## DESCRIPTION OF THE TASK
The records below are to be quoted in full; please keep every word exact.

+ + + + +

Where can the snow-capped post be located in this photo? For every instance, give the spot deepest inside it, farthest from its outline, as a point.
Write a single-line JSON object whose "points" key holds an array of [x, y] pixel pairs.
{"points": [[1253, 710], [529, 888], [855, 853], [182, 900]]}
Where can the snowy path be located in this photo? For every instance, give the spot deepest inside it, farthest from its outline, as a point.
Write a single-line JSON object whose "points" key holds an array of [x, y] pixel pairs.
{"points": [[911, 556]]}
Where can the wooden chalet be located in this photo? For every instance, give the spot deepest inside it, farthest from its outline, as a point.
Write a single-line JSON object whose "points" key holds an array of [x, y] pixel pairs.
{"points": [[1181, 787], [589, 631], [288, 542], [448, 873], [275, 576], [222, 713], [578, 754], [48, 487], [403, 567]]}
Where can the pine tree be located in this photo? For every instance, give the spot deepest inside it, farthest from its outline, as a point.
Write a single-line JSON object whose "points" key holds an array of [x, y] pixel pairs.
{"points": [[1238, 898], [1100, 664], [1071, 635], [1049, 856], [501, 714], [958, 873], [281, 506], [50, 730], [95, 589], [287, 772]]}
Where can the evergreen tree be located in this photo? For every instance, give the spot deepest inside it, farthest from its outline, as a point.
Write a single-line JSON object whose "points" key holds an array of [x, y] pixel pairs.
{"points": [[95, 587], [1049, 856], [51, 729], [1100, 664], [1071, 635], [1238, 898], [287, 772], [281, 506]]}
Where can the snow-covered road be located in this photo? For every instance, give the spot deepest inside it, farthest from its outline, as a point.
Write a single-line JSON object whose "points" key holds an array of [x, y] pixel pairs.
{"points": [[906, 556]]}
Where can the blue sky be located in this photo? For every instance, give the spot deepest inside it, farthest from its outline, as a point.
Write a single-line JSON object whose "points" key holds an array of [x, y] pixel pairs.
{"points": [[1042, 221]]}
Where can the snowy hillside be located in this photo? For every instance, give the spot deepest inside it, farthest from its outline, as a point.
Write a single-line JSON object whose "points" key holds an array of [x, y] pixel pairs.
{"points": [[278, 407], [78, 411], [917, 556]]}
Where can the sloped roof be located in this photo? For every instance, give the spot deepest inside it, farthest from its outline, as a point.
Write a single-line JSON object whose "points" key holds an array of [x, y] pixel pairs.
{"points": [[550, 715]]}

+ + + + +

## RESPONSE BELOW
Where can the snow-capped post be located in this photo? For every instance, give the spot deepest inside it, farthest from its outline, as a point.
Write a single-line JSON object whose "points" key holds an array of [x, y] pixel pairs.
{"points": [[1253, 710], [529, 888], [855, 853], [182, 900]]}
Where can the snowy path be located in this photo? For every instance, give the spot deepest inside it, farthest from its outline, as a point.
Write a single-line JSON object whose "points" key holds an array of [x, y] pixel pairs.
{"points": [[911, 556]]}
Where can the wooden chalet be located in this photo? For every instance, give the spot deepest inside it, farthest from its outline, as a point.
Write a single-line JSON object whose "points" key holds an array of [x, y] pixel pairs.
{"points": [[1181, 787], [589, 631], [288, 542], [448, 873], [275, 576], [222, 713], [578, 754], [48, 487], [403, 567]]}
Where can the pine tree be located in this photo? For every instance, give the spot deepest inside it, farthest from its outline, as a point.
Write a single-line JSON object whose "points" key holds an array of [x, y] pixel pairs.
{"points": [[1238, 898], [1100, 664], [1071, 635], [1049, 856], [501, 714], [958, 873], [281, 506], [50, 730], [95, 589], [287, 772]]}
Where can the evergreen tree be located in this photo? For every instance, give the spot deepest inside it, farthest from its outline, as a point.
Write a single-line JSON object whose "points" key holds an array of [x, y] pixel pairs.
{"points": [[95, 587], [1049, 856], [51, 729], [1100, 664], [1071, 635], [1238, 898], [287, 772], [281, 506]]}
Where can the snow-covered road be located in this photo? For every instance, give the spot deepest inside it, farthest from its outline, as a point.
Write a single-line JSON object whose "points" key holds an array of [x, y] pixel pairs.
{"points": [[906, 556]]}
Where can the blue sky be located in this photo? For every instance, give the spot deepest inside it, farthest from its outline, as a point.
Write a single-line JSON object whose "points" key holds an array of [x, y] pixel pairs.
{"points": [[1042, 221]]}
Where can the snowy hillside be located in this photo? For every instance, give the spot deepest inside it, farthest from its outline, as a point.
Write a single-line JSON object whose "points" key holds an array of [x, y] pixel pairs.
{"points": [[278, 407], [78, 411], [917, 556]]}
Where can the sloped roof be located in this photo? For every instance, give the spot deepest inside it, farthest from its outline, as a point.
Write a single-line JSON object whose "points" key holds an array of [x, y] pixel pairs.
{"points": [[550, 715]]}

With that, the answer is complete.